* **Directions**:
Please transcribe the listing below from its first line through the line with "x=723 y=234", including both ends, and leave the pictures out of your answer.

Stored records
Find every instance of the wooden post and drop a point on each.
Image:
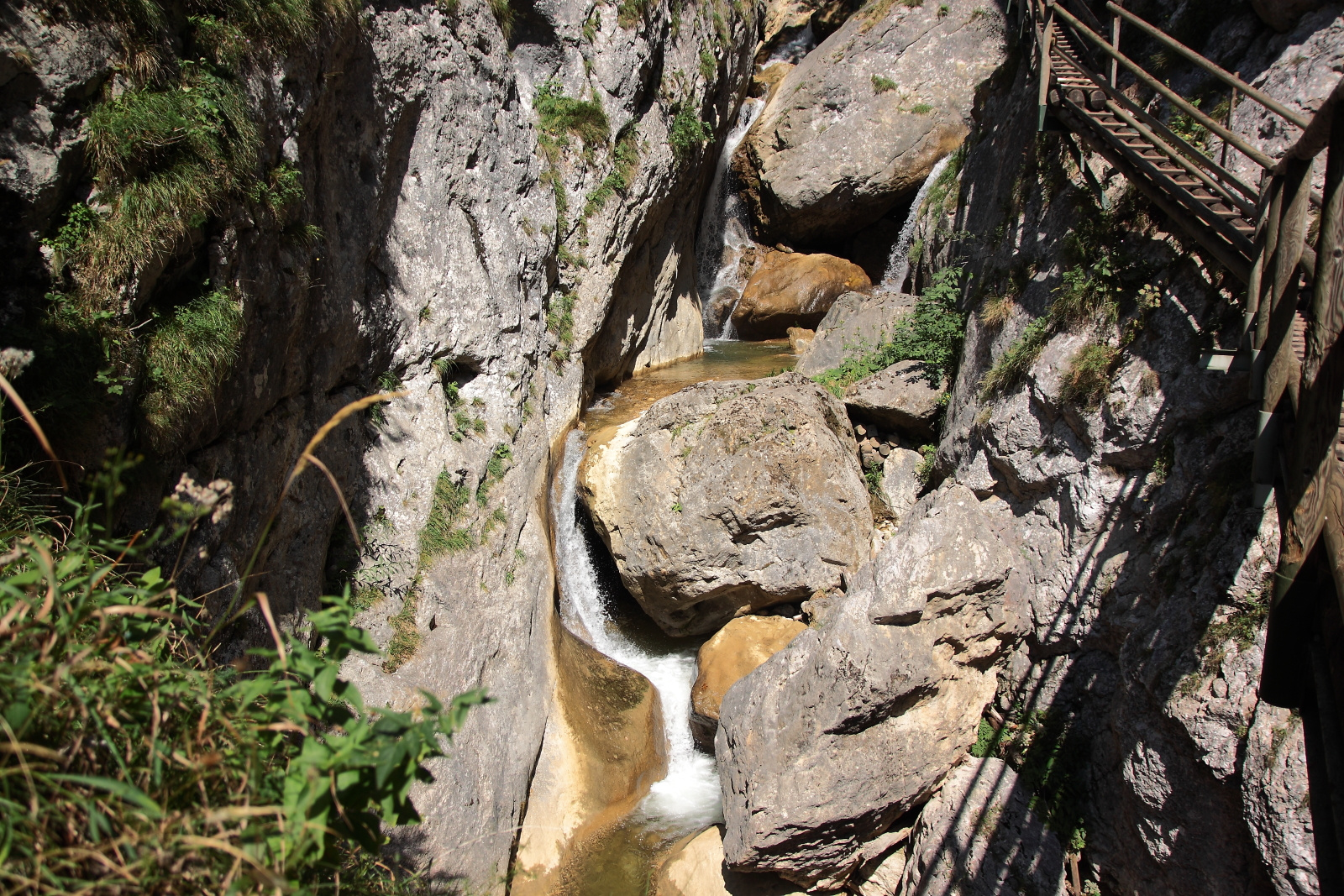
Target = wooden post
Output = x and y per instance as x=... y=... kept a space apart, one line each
x=1047 y=38
x=1115 y=42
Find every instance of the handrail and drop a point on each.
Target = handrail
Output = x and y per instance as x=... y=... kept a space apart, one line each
x=1258 y=96
x=1194 y=155
x=1175 y=98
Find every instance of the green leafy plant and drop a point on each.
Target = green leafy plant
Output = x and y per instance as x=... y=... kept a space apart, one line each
x=1088 y=376
x=687 y=132
x=443 y=533
x=186 y=359
x=561 y=117
x=932 y=333
x=504 y=15
x=625 y=161
x=136 y=762
x=709 y=65
x=927 y=466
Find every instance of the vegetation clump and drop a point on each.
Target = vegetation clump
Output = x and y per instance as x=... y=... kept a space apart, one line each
x=186 y=359
x=138 y=762
x=932 y=333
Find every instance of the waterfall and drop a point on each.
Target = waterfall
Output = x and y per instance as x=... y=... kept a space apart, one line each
x=898 y=264
x=689 y=795
x=723 y=233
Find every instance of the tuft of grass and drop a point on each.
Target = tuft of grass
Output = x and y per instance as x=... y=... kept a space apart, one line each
x=443 y=533
x=407 y=634
x=925 y=470
x=631 y=11
x=625 y=161
x=561 y=117
x=186 y=359
x=932 y=333
x=1088 y=378
x=882 y=85
x=687 y=132
x=1012 y=365
x=998 y=311
x=709 y=65
x=504 y=15
x=136 y=752
x=559 y=322
x=495 y=469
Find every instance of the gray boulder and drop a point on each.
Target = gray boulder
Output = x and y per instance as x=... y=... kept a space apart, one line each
x=855 y=324
x=730 y=496
x=898 y=398
x=860 y=718
x=980 y=837
x=900 y=481
x=904 y=83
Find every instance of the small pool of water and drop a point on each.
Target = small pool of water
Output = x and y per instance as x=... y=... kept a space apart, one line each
x=722 y=360
x=620 y=860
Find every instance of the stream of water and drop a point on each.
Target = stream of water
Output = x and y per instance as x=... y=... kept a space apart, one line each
x=596 y=607
x=898 y=264
x=723 y=234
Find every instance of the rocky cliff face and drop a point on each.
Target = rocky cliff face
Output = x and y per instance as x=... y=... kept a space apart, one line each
x=476 y=257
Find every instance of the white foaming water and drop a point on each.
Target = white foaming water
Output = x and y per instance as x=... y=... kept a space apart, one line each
x=803 y=43
x=689 y=795
x=723 y=226
x=898 y=264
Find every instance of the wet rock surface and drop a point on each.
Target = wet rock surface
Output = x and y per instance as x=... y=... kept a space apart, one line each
x=793 y=291
x=877 y=703
x=980 y=837
x=900 y=398
x=734 y=651
x=857 y=322
x=905 y=82
x=730 y=496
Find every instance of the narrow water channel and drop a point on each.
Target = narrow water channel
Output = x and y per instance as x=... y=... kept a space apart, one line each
x=596 y=607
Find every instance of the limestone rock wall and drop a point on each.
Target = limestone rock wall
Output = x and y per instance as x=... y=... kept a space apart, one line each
x=449 y=262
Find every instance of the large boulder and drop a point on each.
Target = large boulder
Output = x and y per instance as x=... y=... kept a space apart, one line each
x=898 y=398
x=793 y=289
x=858 y=720
x=1283 y=15
x=864 y=117
x=732 y=652
x=855 y=322
x=730 y=496
x=694 y=867
x=980 y=837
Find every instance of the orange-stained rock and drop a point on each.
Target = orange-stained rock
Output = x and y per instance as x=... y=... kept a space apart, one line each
x=793 y=289
x=732 y=653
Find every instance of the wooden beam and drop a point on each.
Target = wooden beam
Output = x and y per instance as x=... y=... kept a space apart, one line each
x=1236 y=83
x=1173 y=97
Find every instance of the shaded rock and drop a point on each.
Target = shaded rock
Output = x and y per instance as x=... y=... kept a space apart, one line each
x=768 y=78
x=1273 y=789
x=1283 y=15
x=800 y=338
x=900 y=481
x=792 y=289
x=694 y=867
x=980 y=837
x=898 y=398
x=600 y=755
x=732 y=652
x=832 y=739
x=857 y=322
x=806 y=175
x=730 y=496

* **Exercise answer**:
Find every instance of the wooden post and drop a point on each.
Image:
Target = wooden post
Output = x and y per instance as x=... y=... kept a space apart, one line each
x=1047 y=38
x=1115 y=42
Find every instance of the handrail and drop a point on each.
Target = handrail
Output = x and y per instance as x=... y=... kept a space apart, one line each
x=1258 y=96
x=1194 y=155
x=1175 y=98
Find every instance of the green leafy plant and drop a point on each.
Target = green leafy plant
Output = x and y per instance as x=... y=... kept a space apart, one line each
x=1088 y=376
x=687 y=132
x=443 y=533
x=186 y=359
x=561 y=117
x=932 y=333
x=504 y=15
x=625 y=161
x=136 y=762
x=709 y=65
x=927 y=466
Find every instance of the vegetation clump and drop a point on each.
Target = vegetation clump
Output = x and y per instance as x=... y=... kept a space apart, one line each
x=186 y=359
x=138 y=762
x=932 y=333
Find every instance of the waterfall and drop a point on each.
Target = waterfall
Output = x and y per instance as x=... y=... kept a space apart, one line each
x=898 y=264
x=689 y=795
x=723 y=233
Find every instance of the tuft of grass and drop a point on each.
Target = tuft of grass
Output = x and y per instance as x=... y=... kept a space apart, one line each
x=443 y=533
x=407 y=634
x=925 y=470
x=631 y=11
x=625 y=161
x=561 y=117
x=186 y=359
x=932 y=333
x=1088 y=378
x=882 y=85
x=687 y=132
x=1012 y=365
x=998 y=311
x=709 y=65
x=504 y=15
x=136 y=752
x=559 y=322
x=495 y=469
Find every instance of the gray boulder and drop a point on each.
Target = gray boulder
Output = x and y per instance as x=... y=... kept a space apart, one line each
x=855 y=324
x=730 y=496
x=898 y=398
x=860 y=718
x=980 y=837
x=900 y=481
x=904 y=83
Find every instance of the small pool of water and drop a point on each.
Target = small pool of water
Output = x and y per instance as x=... y=... kept a space apart, one line each
x=722 y=360
x=620 y=860
Find every instance of the stream of water and drop a point on each.
Target = stream of water
Output = x and y per instance as x=... y=... kept a space apart, one line each
x=596 y=607
x=898 y=264
x=723 y=234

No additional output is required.